▶ [TASK REQUIREMENTS]: Return all entries verbatim; skip any pictures.

▶ [DATA SHOWN]:
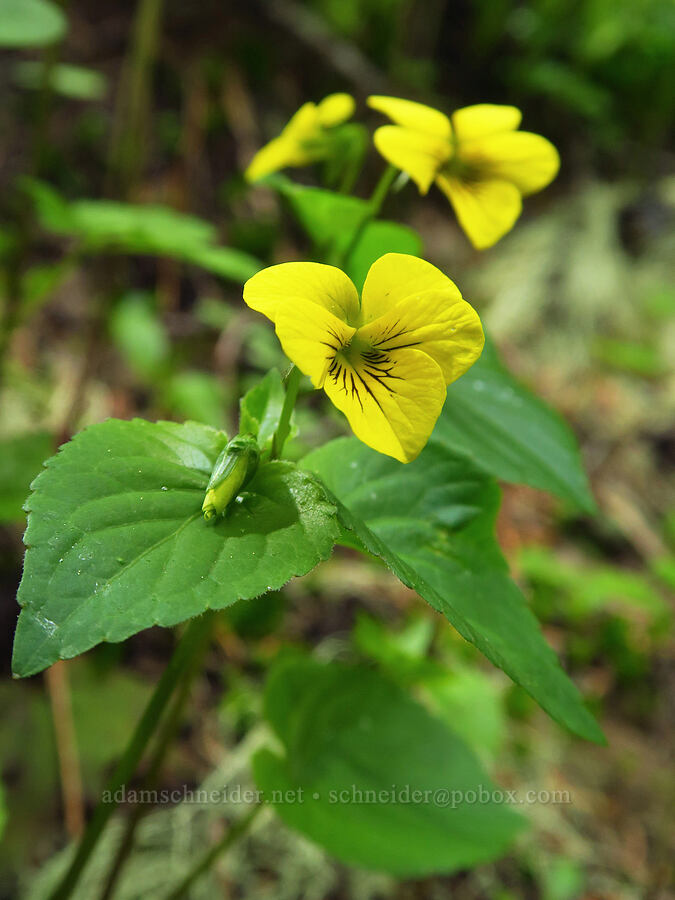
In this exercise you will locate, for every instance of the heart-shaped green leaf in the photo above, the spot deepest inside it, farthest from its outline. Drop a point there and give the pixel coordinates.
(117, 541)
(373, 777)
(432, 522)
(512, 434)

▶ [EXPECTED ANSWER]:
In this exercise you will locate, for every instance of the heart-shaped green leaf in the photo above, the spot deepest inside it, farthest from its outline. Drop a point there and give the pixel coordinates.
(117, 541)
(373, 777)
(432, 522)
(512, 434)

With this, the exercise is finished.